#### Given text
=== Section Start ===

Jean Smart, left, and Mark Indelicato in Season 3 of “Hacks.” (Hilary Bronwyn Gayle/Max/TNS)
There’s real tenderness in a show like “Hacks.” Real cruelty, too, and that’s separate from its insult comedy sensibility. Back for its third and strongest season on Max, the Joan Rivers-esque showbiz veteran Deborah Vance (Jean Smart) and her semi-obnoxious Gen-Z writer Ava Daniels (Hannah Einbinder) have a new goal: To land Deborah the job hosting a late-night talk show.
It’s the same quasi-“Tonight Show” gig show that she lost earlier in her career — a crushing letdown that left her bitter and shellshocked for decades — so this feels personal: “I have been waiting over 40 years for a second chance. This is it. I want that chair.” Does the premise feel somewhat behind the times considering late-night TV has lost much of its cache in recent years? Yes! Don’t tell “Hacks” that, but maybe it doesn’t even matter. As a framing device, it gives the season a much-needed shape and a compelling narrative destination.
The pair have been estranged for months, with Deborah busy (if bored) doing a victory lap after the massive success of her comedy special. Ava is on the upswing as well, writing for a show that’s a riff on John Oliver’s “Last Week Tonight.” Technically, they don’t need each other anymore. But clearly, in some metaphysical sense, they do. This is the cycle they’re trapped in and the show’s guiding principle: A gradual, somewhat grudging bond is formed between two prickly personalities, lulling you into the belief that their friendship has progressed beyond its transactional, sharp-elbowed origins and then — zing — betrayal. It’s a true Hollywood story.
Ava remains the kind of annoying person who rear-ends a city bus and apologizes profusely as the passengers disembark — “I want to commend you for using mass transit!” — before she unironically hightails it back to her car.
Old habits die hard for Deborah, as well. She still relies on her accumulation of stuff to compensate for her disappointments and insecurities. Her secondary closet isn’t just located somewhere in her mansion, it’s an entire warehouse at a separate location. None of this can fix whatever is gnawing at her soul, but it’s such an insightful detail.

=== Section End ===

Please carry on the "Hacks" review from its last sentence. The items have nothing to do with the "Hacks" review.

#### Data section
=== Section Start ===

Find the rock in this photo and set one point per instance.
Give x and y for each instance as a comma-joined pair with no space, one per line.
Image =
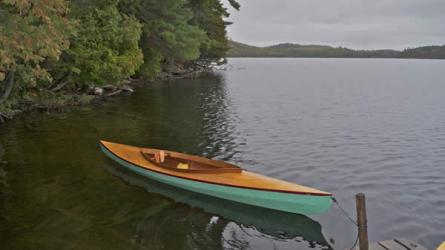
127,88
98,91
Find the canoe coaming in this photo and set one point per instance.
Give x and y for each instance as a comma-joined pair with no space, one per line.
272,193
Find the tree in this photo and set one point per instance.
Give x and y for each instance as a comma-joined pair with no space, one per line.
167,35
30,33
105,48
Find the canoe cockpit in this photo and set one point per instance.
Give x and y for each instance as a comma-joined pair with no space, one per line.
186,163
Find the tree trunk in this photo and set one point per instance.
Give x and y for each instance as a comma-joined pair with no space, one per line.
9,84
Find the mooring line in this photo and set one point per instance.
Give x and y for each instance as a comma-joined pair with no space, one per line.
350,219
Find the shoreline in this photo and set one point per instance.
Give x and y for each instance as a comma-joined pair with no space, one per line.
48,101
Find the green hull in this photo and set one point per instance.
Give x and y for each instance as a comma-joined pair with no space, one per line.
288,202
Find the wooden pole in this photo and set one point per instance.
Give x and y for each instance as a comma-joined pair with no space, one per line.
362,221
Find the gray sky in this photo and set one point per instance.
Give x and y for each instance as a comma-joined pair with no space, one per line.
361,24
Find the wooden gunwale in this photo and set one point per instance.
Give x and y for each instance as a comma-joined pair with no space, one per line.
216,183
197,164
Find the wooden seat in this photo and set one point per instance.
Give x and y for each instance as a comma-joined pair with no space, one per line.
177,161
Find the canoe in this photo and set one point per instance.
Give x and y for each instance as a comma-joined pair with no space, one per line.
219,179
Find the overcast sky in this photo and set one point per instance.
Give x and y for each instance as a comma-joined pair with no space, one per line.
362,24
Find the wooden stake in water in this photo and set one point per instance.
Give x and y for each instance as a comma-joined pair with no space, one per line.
362,221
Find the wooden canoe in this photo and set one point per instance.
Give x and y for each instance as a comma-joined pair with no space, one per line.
220,179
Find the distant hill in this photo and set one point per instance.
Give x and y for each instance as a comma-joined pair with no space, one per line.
296,50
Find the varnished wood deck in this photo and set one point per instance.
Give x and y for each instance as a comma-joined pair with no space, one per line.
244,179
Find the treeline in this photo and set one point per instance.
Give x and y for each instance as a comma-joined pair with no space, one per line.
50,45
320,51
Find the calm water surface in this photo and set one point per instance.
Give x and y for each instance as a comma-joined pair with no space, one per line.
340,125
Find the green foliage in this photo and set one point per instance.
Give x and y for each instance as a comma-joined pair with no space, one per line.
105,48
30,33
48,45
167,35
207,15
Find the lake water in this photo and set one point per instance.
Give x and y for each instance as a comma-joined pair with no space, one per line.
342,125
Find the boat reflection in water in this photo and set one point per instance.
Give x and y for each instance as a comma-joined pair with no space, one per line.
241,220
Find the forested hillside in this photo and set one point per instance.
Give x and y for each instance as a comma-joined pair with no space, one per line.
51,48
295,50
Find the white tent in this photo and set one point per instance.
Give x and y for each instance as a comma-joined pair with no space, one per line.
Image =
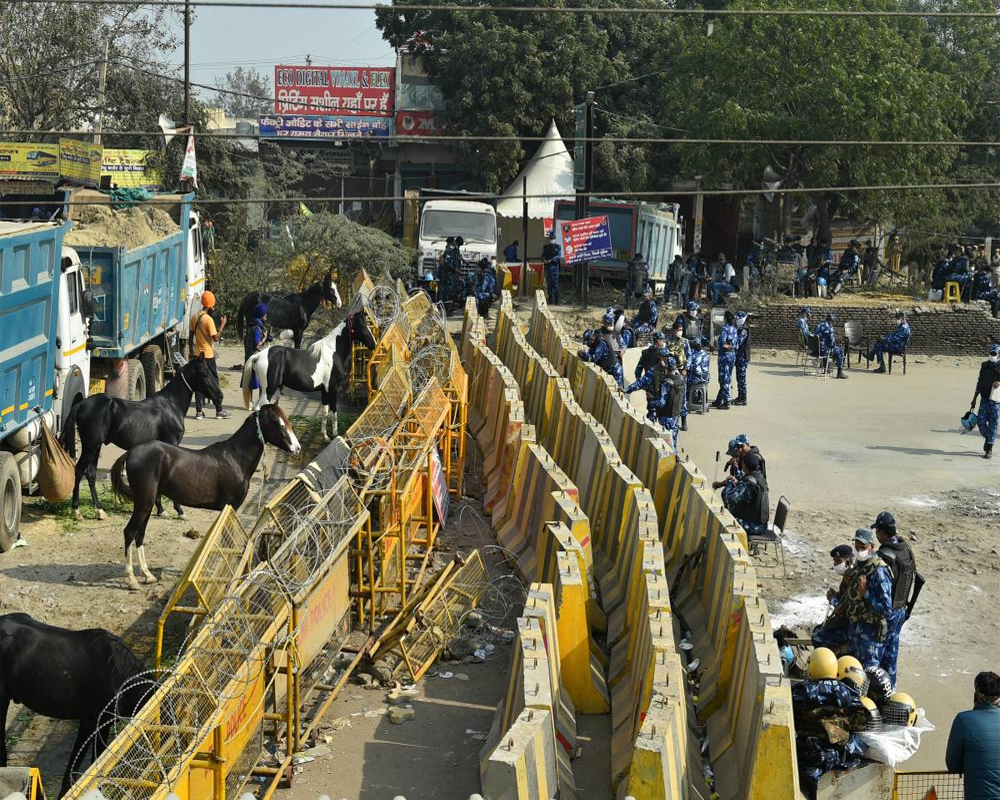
550,178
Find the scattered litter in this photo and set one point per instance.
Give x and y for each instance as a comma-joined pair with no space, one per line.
397,715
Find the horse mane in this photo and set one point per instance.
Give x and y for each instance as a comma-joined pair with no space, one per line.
328,342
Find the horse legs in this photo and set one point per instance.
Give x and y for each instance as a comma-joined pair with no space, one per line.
4,704
84,733
87,466
148,577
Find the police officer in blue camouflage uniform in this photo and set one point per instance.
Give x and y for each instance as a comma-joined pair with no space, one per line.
551,253
989,409
605,348
868,601
742,357
894,342
650,356
802,323
906,586
746,496
728,342
828,347
664,388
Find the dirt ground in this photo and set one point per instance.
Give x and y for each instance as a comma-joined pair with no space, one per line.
841,451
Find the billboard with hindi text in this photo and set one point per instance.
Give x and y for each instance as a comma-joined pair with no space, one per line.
361,91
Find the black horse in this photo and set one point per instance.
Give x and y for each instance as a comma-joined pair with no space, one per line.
321,368
292,311
214,477
70,675
105,420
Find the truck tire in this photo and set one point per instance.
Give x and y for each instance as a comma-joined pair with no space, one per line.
152,366
10,501
136,380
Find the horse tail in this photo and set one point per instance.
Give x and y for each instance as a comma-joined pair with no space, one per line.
248,369
67,437
119,485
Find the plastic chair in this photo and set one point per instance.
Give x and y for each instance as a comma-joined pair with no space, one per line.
903,354
819,364
775,532
854,340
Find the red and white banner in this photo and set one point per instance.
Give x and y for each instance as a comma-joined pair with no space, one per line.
333,90
417,123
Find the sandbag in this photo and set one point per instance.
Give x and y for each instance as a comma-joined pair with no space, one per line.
56,474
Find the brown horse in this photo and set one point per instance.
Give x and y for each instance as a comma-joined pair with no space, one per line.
212,478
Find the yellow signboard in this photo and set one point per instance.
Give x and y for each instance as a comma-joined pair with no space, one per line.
80,162
29,160
134,169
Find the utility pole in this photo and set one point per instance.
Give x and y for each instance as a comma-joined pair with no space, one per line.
588,186
102,86
187,63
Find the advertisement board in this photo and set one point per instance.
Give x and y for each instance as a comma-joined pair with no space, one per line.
417,123
289,126
80,162
133,169
586,239
29,160
333,90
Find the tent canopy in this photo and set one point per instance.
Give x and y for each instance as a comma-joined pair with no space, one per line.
550,178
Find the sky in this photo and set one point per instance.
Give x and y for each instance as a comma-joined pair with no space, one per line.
224,38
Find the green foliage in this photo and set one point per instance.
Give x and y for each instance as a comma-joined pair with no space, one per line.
301,253
247,93
507,74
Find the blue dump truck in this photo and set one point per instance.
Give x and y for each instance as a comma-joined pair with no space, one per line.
81,313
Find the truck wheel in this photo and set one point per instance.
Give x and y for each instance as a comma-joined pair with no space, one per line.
136,380
152,365
10,501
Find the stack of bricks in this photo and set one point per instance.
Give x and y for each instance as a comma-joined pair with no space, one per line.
937,328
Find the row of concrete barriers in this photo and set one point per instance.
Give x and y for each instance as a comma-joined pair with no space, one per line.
586,493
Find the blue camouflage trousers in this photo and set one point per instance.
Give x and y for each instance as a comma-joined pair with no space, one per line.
552,284
862,640
989,411
671,424
741,376
726,363
890,646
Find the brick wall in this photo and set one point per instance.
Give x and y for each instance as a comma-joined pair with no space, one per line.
937,328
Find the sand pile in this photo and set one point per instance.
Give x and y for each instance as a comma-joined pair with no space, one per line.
99,226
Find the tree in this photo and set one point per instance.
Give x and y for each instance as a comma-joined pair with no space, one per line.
509,74
822,78
52,84
245,93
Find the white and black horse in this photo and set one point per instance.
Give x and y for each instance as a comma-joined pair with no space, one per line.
321,368
72,675
214,477
291,311
102,419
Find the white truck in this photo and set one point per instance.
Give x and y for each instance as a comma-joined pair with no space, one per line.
474,221
70,314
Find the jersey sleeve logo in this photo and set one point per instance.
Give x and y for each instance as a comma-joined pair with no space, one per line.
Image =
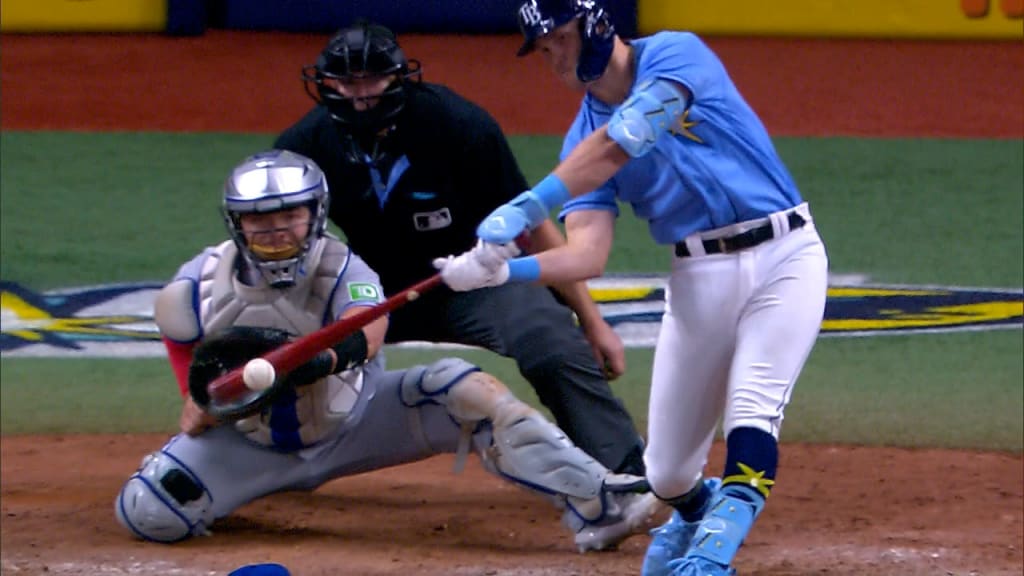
364,292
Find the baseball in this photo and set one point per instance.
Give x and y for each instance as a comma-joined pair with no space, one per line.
258,374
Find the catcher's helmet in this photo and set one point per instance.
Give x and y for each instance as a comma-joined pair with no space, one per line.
268,181
539,17
365,49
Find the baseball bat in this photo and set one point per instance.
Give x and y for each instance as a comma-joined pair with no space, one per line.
296,353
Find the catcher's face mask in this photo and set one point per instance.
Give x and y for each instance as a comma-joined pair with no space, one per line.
274,207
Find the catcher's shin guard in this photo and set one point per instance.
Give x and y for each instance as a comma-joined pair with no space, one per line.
525,448
725,527
163,501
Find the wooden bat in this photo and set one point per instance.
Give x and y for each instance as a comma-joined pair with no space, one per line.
293,355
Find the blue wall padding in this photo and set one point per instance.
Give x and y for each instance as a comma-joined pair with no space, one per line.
186,17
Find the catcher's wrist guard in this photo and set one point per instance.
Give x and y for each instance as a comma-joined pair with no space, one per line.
221,353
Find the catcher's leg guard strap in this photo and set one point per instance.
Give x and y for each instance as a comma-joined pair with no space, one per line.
164,501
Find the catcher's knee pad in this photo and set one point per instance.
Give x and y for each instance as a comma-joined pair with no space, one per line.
163,501
531,451
432,384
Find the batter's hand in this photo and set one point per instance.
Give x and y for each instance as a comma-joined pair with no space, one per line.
607,347
522,213
484,265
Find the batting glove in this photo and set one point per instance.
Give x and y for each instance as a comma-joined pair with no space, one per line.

=== Section End ===

#### Answer space
Rooting from the sidelines are the various members of her team, including her agent (a terrifically beleaguered Paul W. Downs, who is also one of the show’s co-creators along with Lucia Aniello and Jen Statsky) and his overeager, can’t-read-a-room-to-save-her-life assistant (Megan Stalter, who gets more nuance this season, making her less of a one-joke construct).
The quips are funnier this time out, too. You know nothing about fashion, Deborah informs Ava: “You look like you’re dressed to have lunch on a steel girder.” Another line is such an obvious but funny joke, I can’t believe we haven’t heard it sooner: “I can’t be woke, I’m exhausted!” Schmoozing and shilling are second nature to Deborah because she’s a warhorse in this business and willing to play the game if the price is right. Ava brings more awkward vulnerability and skepticism to the mix. Sexism and ageism remain the show’s core themes. But also the neediness of people who are drawn to fame and talk show stardom, and the way failure and neuroses can infect everyone around them. Roger Ebert clocked this in his review of the 2011 documentary “Conan O’Brien Can’t Stop,” noting that after he lost “The Tonight Show,” everyone around him paid a price: “He relentlessly nibbles away at his support system, picks on his personal assistant, needles his sidekick Andy Richter and dominates his writers.” There’s a lot of Deborah and Ava in that description.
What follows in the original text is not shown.